[[ Document section open ]]

🤖 AI Summary
This work addresses the challenge of enabling large language models to self-improve during inference without updating their parameters. The authors propose In-Context Policy Optimization (ICPO), a framework that dynamically refines model responses at inference time using either self-evaluation or external reward signals. Theoretically, they establish—for the first time—that a single-layer linear self-attention model, under specific pretraining objectives, can emulate policy optimization. Methodologically, they introduce a robust self-reflection mechanism based on minimum-entropy selection (ME-ICPO), which integrates Fisher-weighted logit-matching pretraining, in-context policy optimization, and majority voting. Evaluated on standard mathematical reasoning benchmarks, the approach achieves state-of-the-art performance, significantly outperforming existing inference-time optimization methods while maintaining low computational overhead.
📝 Abstract
We study test-time scaling, where a model improves its answer through multi-round self-reflection at inference. We introduce In-Context Policy Optimization (ICPO), in which an agent optimizes its response in context using self-assessed or externally observed rewards without modifying its parameters. To explain this ICPO process, we theoretically show that with sufficient pretraining under a novel Fisher-weighted logit-matching objective, a single-layer linear self-attention model can provably imitate policy-optimization algorithm for linear bandits. Building on this theory, we propose Minimum-Entropy ICPO (ME-ICPO), a practical algorithm that iteratively uses its response and self-assessed reward to refine its response in-context at inference time. By selecting the responses and their rewards with minimum entropy, ME-ICPO ensures the robustness of the self-assessed rewards via majority voting. Across standard mathematical reasoning tasks, ME-ICPO attains competitive, top-tier performance while keeping inference costs affordable compared with other inference-time algorithms. Overall, ICPO provides a principled understanding of self-reflection in LLMs and yields practical benefits for test-time scaling for mathematical reasoning.

[[ Document section closed ]]
[[ Study material open ]]

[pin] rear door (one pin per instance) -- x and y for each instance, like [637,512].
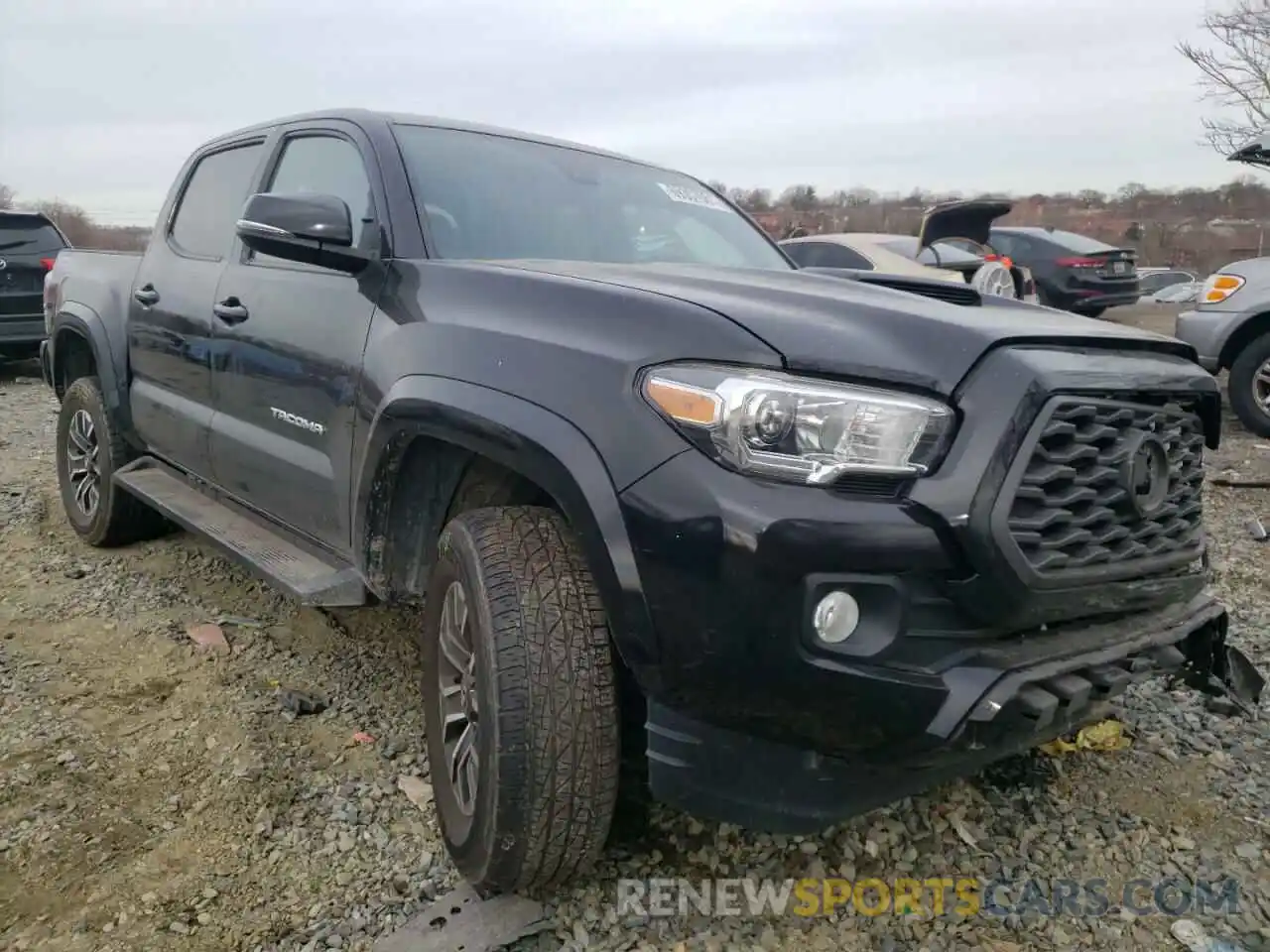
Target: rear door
[171,306]
[28,246]
[289,348]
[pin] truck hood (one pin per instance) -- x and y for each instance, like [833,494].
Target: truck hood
[970,218]
[846,327]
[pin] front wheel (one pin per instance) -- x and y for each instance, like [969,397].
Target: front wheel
[520,701]
[89,451]
[1250,386]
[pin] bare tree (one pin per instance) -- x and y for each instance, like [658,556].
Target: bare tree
[1234,66]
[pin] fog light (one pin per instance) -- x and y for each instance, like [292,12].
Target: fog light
[835,617]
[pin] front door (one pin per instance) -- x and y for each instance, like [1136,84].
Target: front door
[287,353]
[171,306]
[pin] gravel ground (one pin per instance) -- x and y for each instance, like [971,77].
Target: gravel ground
[154,794]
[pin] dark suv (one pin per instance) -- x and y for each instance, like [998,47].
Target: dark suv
[28,246]
[1072,272]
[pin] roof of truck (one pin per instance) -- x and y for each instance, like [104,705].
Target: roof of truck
[363,117]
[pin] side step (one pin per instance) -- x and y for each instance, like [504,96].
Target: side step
[314,580]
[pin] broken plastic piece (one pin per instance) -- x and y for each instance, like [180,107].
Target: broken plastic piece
[1105,735]
[1192,934]
[302,702]
[1219,670]
[461,919]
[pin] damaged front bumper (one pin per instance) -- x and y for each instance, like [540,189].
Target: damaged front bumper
[1001,698]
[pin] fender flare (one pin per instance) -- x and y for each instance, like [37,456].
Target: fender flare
[82,320]
[540,445]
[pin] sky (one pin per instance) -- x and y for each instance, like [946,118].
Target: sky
[100,100]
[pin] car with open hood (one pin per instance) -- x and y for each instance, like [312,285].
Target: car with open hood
[957,235]
[1229,325]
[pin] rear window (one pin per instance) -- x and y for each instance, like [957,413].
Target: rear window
[1080,244]
[28,234]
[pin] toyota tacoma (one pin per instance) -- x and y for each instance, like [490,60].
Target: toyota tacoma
[775,544]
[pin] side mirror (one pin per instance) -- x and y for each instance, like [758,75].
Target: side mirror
[310,229]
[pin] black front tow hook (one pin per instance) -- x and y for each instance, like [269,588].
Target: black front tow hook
[1219,670]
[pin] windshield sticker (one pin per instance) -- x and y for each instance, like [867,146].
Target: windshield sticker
[694,195]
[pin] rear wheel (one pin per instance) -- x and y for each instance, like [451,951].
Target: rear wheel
[520,701]
[1248,386]
[89,451]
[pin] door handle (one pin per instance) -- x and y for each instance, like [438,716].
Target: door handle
[230,309]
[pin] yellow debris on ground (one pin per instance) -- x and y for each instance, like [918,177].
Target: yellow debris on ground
[1103,735]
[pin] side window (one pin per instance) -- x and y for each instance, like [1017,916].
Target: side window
[326,166]
[826,254]
[212,200]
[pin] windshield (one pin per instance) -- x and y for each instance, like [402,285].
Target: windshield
[28,234]
[492,197]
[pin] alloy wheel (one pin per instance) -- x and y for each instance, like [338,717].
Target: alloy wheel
[460,710]
[1261,388]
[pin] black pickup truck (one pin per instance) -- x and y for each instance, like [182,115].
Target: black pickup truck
[794,543]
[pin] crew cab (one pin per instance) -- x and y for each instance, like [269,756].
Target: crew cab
[778,546]
[30,244]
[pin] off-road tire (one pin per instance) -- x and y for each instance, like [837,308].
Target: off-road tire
[549,729]
[1254,354]
[119,517]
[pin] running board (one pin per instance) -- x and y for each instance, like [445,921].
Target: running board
[313,579]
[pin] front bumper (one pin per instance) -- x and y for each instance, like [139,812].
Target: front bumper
[1006,698]
[960,649]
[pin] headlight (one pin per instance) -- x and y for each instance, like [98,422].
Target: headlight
[1219,287]
[797,429]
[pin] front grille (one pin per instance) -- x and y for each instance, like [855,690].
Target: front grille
[1074,507]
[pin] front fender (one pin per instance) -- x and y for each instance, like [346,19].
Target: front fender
[75,317]
[543,447]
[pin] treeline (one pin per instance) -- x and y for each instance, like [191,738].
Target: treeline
[77,225]
[1196,227]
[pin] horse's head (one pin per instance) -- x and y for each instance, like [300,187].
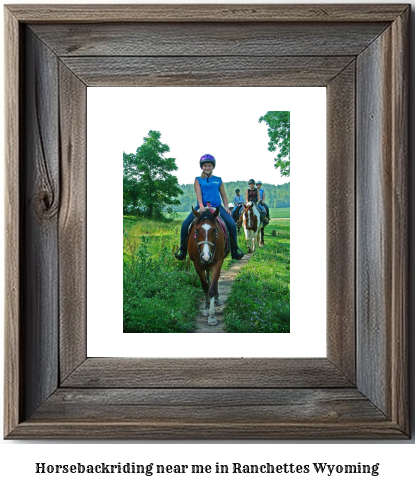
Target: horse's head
[206,234]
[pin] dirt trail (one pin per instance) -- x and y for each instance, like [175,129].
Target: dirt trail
[225,282]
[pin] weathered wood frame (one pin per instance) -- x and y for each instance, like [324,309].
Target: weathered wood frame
[359,52]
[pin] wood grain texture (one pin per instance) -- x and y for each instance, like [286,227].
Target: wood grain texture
[382,264]
[400,247]
[40,205]
[206,373]
[202,39]
[374,221]
[206,13]
[72,222]
[341,237]
[209,405]
[13,383]
[223,398]
[206,71]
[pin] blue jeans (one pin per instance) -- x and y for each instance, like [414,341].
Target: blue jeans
[230,224]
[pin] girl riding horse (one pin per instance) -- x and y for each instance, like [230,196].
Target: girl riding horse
[209,188]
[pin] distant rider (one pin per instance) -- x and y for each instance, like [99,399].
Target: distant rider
[238,201]
[252,195]
[262,198]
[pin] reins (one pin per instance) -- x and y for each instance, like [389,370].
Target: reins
[213,244]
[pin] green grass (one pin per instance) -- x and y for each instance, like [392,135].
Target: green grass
[260,296]
[161,293]
[275,213]
[279,213]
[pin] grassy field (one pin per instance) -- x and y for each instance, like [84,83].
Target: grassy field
[260,295]
[161,293]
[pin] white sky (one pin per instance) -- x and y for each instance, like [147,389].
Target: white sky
[194,121]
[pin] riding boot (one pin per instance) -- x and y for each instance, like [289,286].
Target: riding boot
[236,252]
[182,251]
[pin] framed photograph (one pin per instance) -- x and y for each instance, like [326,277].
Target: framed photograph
[359,390]
[192,120]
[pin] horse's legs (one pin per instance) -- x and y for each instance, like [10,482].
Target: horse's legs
[213,292]
[262,236]
[205,284]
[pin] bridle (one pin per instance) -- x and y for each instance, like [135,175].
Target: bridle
[213,244]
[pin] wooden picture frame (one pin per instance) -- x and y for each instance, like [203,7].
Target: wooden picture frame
[360,53]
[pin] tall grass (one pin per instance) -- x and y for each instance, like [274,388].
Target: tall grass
[160,293]
[260,296]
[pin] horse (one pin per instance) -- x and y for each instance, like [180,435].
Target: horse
[237,217]
[254,228]
[206,248]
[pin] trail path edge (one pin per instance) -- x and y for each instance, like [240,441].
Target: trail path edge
[226,280]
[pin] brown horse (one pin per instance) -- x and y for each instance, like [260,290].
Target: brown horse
[206,248]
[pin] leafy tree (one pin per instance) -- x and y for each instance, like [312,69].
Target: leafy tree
[148,183]
[279,134]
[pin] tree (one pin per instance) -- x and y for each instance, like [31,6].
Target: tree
[148,183]
[279,134]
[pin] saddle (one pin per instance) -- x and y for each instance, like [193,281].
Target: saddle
[222,225]
[262,214]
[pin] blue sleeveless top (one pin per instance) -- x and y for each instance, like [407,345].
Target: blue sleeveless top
[210,190]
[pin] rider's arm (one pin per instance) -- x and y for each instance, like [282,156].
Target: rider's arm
[199,195]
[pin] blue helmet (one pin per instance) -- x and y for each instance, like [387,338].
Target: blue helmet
[207,158]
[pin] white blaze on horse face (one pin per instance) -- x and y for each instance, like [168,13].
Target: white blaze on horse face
[206,253]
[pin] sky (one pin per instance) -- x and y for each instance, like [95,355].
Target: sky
[222,121]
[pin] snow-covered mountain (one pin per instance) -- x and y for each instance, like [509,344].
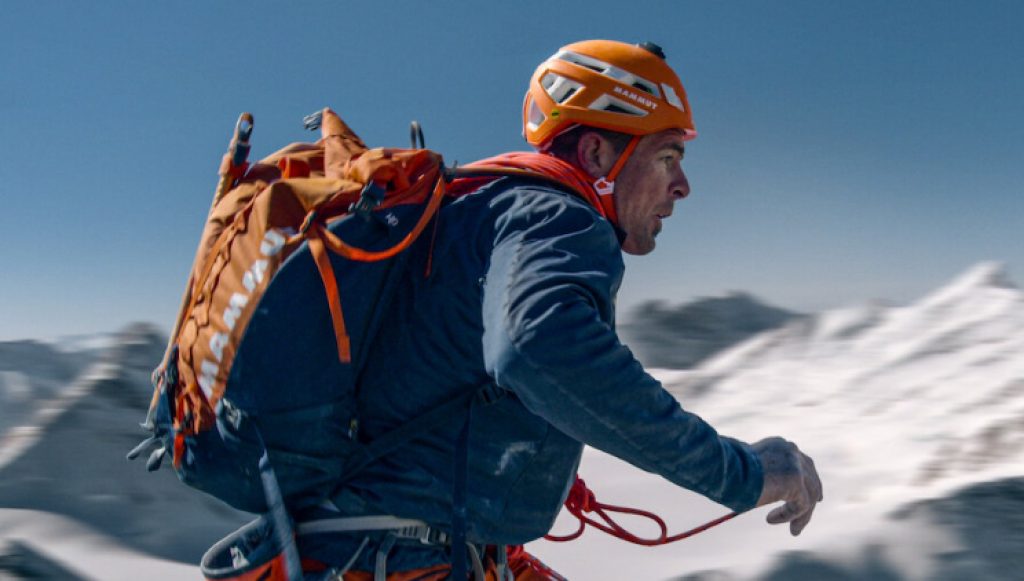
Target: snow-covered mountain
[914,416]
[70,461]
[680,337]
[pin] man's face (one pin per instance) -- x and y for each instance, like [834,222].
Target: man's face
[648,187]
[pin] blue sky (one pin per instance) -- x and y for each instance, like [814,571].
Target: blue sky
[848,151]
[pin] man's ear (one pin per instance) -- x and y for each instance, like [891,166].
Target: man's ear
[595,155]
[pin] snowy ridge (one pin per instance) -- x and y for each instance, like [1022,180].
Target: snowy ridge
[914,416]
[903,409]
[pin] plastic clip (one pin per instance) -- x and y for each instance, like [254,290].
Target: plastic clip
[371,197]
[313,121]
[416,135]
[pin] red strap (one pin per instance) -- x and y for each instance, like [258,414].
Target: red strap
[535,164]
[331,288]
[582,500]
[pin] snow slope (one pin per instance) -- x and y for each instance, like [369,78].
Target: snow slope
[905,411]
[914,416]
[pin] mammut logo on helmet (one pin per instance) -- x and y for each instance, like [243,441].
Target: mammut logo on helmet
[637,98]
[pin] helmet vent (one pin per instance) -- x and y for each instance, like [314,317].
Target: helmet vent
[536,117]
[645,88]
[559,88]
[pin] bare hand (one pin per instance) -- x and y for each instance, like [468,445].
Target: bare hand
[790,476]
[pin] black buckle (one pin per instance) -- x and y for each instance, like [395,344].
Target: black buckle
[370,199]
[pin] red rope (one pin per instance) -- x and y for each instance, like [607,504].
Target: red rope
[582,500]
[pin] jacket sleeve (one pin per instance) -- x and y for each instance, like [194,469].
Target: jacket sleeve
[548,313]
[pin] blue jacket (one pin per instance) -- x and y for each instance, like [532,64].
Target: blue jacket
[520,293]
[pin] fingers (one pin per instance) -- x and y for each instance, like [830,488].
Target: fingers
[787,512]
[811,480]
[798,524]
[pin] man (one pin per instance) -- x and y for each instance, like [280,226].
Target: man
[514,295]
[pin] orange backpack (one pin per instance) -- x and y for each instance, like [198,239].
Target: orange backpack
[263,360]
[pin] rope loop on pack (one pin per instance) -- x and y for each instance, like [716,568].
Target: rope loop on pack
[582,501]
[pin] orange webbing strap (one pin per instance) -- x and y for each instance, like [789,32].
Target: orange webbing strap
[333,297]
[353,253]
[322,239]
[605,187]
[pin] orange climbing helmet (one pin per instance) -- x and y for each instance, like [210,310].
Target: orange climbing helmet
[628,88]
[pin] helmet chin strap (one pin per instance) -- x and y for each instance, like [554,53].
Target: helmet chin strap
[605,185]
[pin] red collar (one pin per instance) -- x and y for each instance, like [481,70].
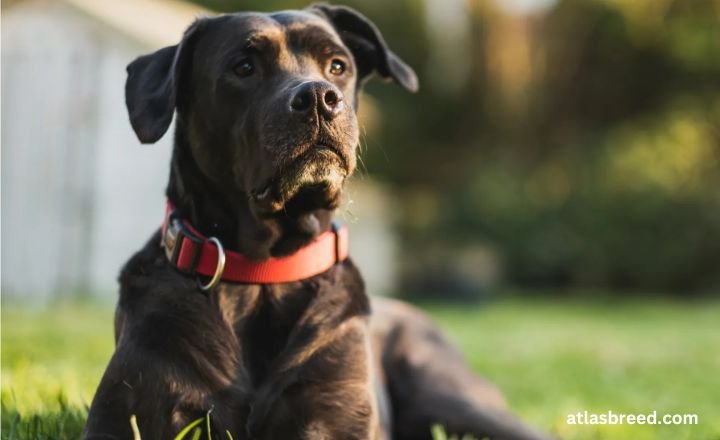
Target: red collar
[194,254]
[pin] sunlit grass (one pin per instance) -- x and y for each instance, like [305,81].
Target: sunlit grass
[551,357]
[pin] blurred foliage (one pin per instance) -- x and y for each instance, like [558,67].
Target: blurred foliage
[578,144]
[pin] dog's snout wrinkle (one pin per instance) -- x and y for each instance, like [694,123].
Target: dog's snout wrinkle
[317,96]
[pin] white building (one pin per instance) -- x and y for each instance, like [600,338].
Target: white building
[79,192]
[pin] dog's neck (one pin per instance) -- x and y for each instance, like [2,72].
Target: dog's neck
[216,211]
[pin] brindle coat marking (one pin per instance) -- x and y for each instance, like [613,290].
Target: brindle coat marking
[265,136]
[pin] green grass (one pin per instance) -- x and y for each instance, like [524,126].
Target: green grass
[551,357]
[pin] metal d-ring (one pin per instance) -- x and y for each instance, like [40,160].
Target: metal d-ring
[219,268]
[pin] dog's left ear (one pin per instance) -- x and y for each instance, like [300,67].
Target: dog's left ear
[368,47]
[153,85]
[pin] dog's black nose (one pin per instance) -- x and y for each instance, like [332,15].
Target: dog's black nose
[319,96]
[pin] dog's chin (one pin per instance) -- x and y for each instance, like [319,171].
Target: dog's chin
[313,181]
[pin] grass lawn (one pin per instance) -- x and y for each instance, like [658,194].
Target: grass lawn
[551,357]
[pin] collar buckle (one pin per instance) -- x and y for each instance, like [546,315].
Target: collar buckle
[175,234]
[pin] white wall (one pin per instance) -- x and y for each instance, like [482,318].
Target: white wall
[79,193]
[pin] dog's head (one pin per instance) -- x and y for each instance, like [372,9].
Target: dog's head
[266,101]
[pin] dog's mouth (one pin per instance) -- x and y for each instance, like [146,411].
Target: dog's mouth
[313,180]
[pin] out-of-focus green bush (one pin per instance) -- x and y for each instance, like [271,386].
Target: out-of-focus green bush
[576,145]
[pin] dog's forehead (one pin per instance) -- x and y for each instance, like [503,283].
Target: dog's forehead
[282,26]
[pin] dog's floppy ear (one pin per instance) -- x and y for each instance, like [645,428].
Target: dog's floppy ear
[369,49]
[153,84]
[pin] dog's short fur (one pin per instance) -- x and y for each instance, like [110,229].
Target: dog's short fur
[265,136]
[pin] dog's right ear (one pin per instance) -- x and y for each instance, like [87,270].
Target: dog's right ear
[153,85]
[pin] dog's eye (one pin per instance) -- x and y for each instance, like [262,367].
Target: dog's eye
[337,67]
[244,68]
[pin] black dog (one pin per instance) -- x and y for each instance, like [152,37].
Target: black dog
[266,135]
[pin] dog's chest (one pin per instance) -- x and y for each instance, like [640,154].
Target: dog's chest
[263,319]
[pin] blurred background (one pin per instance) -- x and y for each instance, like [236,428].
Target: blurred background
[563,147]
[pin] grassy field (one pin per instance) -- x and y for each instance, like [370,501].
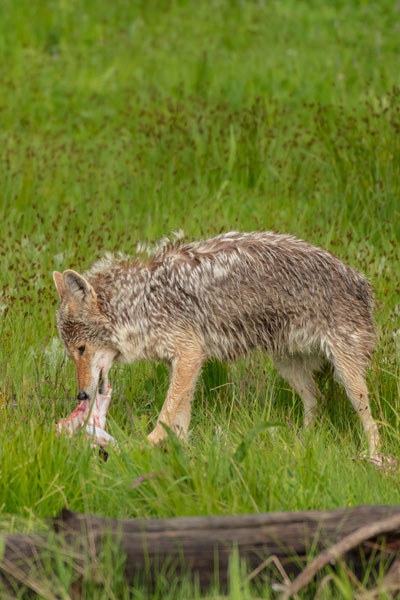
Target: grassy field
[123,121]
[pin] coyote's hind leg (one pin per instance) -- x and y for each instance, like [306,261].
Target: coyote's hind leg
[176,409]
[352,375]
[298,372]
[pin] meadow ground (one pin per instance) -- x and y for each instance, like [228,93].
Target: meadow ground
[123,121]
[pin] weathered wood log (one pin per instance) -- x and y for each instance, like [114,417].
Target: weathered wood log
[191,545]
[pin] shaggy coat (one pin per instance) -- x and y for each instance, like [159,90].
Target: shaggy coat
[221,298]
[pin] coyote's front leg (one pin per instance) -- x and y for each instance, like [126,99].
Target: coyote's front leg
[176,409]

[[ Study material closed ]]

◆ Questions ◆
a - According to the summary in the ICPO text, which three components does ME-ICPO integrate?
b - Answer these questions using the ICPO text:
(i) What kind of model is shown to be able to imitate a policy-optimization algorithm?
(ii) For what problem setting is that policy-optimization algorithm stated?
(iii) On what kind of tasks is ME-ICPO evaluated?
c - Translate this sentence from the ICPO text into Spanish: "We study test-time scaling, where a model improves its answer through multi-round self-reflection at inference."
The records have no connection to the ICPO text.

◆ Answers to each task ◆
a - Fisher-weighted logit-matching pretraining, in-context policy optimization, and majority voting.

b -
(i) A single-layer linear self-attention model.
(ii) Linear bandits.
(iii) Standard mathematical reasoning tasks.

c - Estudiamos el escalado en tiempo de prueba, en el que un modelo mejora su respuesta mediante una autorreflexión de múltiples rondas durante la inferencia.